[Saved entries]
============================================================

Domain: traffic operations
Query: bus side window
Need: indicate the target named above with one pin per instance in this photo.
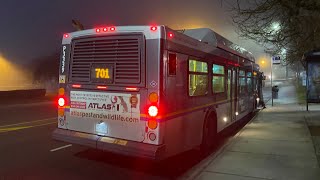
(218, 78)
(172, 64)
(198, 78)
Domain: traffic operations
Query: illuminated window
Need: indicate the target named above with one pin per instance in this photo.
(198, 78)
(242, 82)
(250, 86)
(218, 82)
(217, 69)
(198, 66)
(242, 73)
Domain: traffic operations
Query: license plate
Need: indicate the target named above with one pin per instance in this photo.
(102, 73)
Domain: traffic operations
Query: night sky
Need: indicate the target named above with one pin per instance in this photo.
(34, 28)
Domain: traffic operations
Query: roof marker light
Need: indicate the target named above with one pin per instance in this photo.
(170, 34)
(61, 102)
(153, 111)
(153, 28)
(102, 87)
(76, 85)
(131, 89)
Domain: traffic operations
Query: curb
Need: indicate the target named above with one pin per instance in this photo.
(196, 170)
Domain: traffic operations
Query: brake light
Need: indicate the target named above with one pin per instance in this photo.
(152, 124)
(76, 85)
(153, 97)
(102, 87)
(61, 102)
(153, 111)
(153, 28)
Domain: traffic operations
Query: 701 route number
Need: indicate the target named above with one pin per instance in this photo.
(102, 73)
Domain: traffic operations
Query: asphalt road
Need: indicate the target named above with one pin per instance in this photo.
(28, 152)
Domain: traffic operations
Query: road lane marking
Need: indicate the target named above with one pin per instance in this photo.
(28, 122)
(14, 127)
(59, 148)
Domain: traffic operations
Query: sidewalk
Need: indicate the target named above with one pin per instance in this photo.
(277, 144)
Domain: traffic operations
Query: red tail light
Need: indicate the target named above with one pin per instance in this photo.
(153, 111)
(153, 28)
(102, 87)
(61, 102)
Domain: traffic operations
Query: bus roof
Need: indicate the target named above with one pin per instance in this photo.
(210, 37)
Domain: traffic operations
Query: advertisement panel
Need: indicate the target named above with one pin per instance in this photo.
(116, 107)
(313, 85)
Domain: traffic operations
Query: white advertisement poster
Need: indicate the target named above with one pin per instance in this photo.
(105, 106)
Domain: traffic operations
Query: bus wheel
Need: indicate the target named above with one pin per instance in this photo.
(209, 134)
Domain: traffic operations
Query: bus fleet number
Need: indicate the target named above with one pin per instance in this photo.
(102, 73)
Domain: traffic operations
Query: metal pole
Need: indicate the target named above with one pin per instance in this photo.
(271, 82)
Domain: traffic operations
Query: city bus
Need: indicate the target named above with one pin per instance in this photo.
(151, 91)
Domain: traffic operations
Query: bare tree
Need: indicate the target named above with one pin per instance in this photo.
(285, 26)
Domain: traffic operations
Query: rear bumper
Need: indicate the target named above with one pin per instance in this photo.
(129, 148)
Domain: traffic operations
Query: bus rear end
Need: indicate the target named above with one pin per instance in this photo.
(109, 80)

============================================================

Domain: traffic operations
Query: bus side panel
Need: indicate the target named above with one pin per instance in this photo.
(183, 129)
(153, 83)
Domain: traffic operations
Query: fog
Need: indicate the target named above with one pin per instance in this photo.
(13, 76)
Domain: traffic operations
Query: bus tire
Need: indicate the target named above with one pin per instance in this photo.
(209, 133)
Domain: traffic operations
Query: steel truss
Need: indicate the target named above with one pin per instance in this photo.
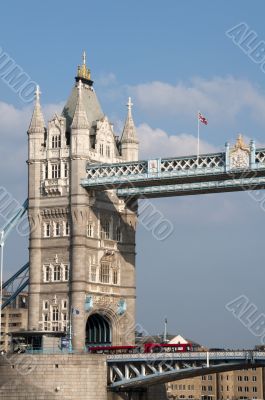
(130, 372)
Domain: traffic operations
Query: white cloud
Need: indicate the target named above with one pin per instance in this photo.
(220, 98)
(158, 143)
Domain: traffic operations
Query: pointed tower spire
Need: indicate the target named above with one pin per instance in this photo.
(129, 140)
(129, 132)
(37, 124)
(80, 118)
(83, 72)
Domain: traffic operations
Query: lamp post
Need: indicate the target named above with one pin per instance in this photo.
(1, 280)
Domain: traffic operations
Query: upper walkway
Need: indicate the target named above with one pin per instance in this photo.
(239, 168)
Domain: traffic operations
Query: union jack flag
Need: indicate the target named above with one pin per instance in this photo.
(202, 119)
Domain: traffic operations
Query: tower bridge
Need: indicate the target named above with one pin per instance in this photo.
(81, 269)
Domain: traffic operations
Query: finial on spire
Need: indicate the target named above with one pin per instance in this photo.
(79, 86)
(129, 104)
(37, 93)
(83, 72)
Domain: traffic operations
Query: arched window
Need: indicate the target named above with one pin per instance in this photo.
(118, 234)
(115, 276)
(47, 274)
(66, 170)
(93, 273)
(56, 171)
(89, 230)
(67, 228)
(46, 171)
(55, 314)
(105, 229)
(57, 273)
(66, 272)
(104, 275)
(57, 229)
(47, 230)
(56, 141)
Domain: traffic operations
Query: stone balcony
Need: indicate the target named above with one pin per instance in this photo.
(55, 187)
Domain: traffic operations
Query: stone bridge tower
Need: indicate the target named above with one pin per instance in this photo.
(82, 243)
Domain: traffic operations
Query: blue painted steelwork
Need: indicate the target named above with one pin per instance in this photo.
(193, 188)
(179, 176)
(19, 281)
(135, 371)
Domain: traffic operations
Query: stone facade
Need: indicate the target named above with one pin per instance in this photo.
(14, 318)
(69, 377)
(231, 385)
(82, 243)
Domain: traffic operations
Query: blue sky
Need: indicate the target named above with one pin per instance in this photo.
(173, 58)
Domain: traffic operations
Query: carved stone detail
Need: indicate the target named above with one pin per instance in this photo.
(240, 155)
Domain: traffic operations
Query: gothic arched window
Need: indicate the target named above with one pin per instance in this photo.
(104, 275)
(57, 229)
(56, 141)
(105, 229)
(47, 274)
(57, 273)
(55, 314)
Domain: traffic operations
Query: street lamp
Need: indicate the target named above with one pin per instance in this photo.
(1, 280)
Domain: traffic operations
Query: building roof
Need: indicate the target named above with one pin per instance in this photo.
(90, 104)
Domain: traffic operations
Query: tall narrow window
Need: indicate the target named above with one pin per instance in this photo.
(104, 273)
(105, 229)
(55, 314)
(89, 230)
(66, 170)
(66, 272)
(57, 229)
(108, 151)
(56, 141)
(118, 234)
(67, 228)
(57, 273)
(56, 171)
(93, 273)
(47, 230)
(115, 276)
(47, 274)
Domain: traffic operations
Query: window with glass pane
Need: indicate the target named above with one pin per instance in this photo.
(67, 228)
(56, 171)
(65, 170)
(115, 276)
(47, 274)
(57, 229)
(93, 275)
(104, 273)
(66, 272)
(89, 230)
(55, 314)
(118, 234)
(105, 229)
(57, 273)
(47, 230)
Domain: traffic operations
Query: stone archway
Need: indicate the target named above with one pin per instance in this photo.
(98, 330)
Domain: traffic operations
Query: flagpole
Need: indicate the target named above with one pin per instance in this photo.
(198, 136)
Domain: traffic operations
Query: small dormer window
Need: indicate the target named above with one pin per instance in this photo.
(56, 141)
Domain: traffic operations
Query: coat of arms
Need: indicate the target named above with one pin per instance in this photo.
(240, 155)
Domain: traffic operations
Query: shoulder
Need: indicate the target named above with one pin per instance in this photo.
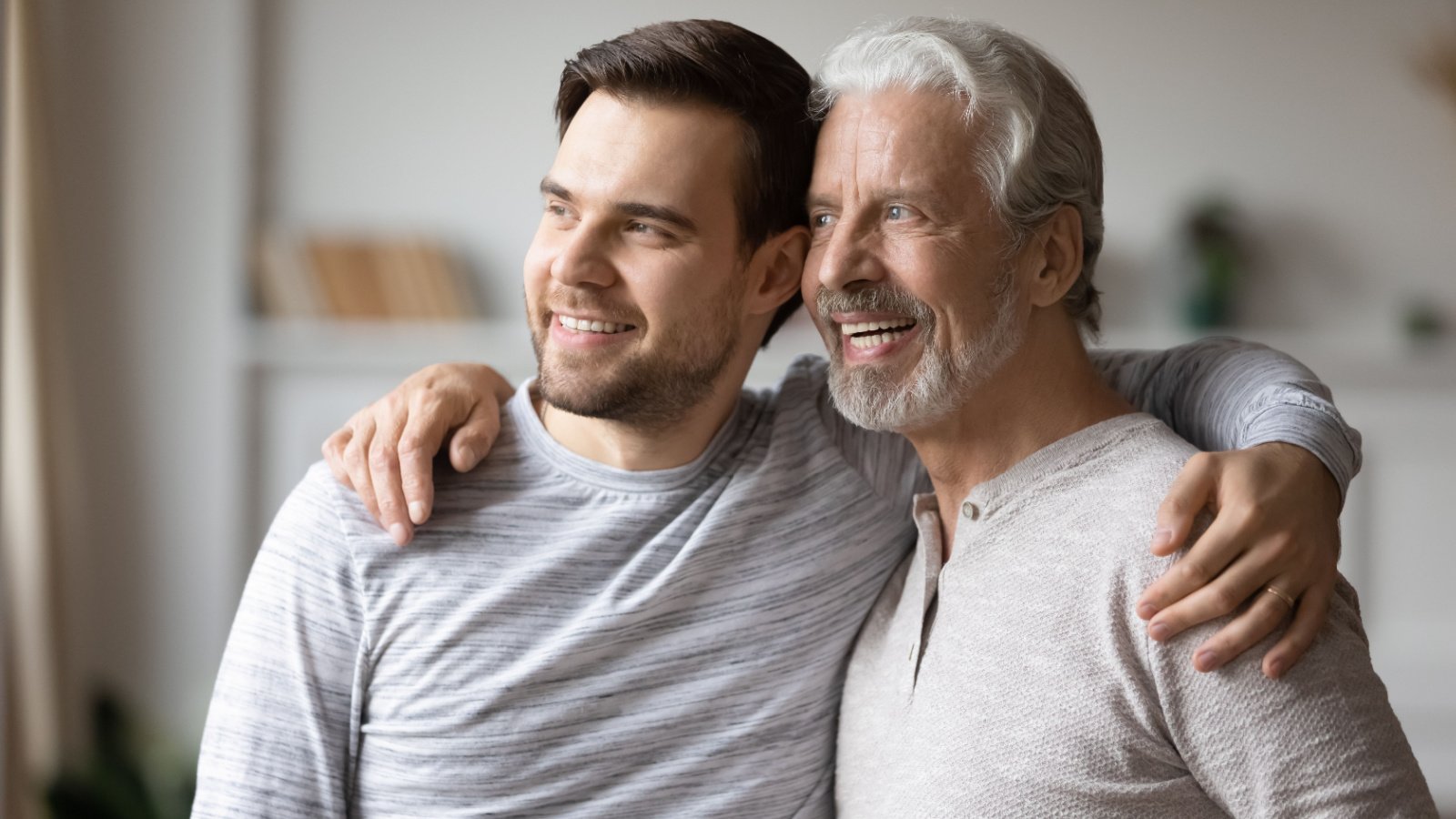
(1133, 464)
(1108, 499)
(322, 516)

============================================================

■ **THE PROBLEM**
Locate each line in the data that contains the word "blue", and copy every such line in full.

■ **THE REPLY**
Query: blue painted steelwork
Query: blue sky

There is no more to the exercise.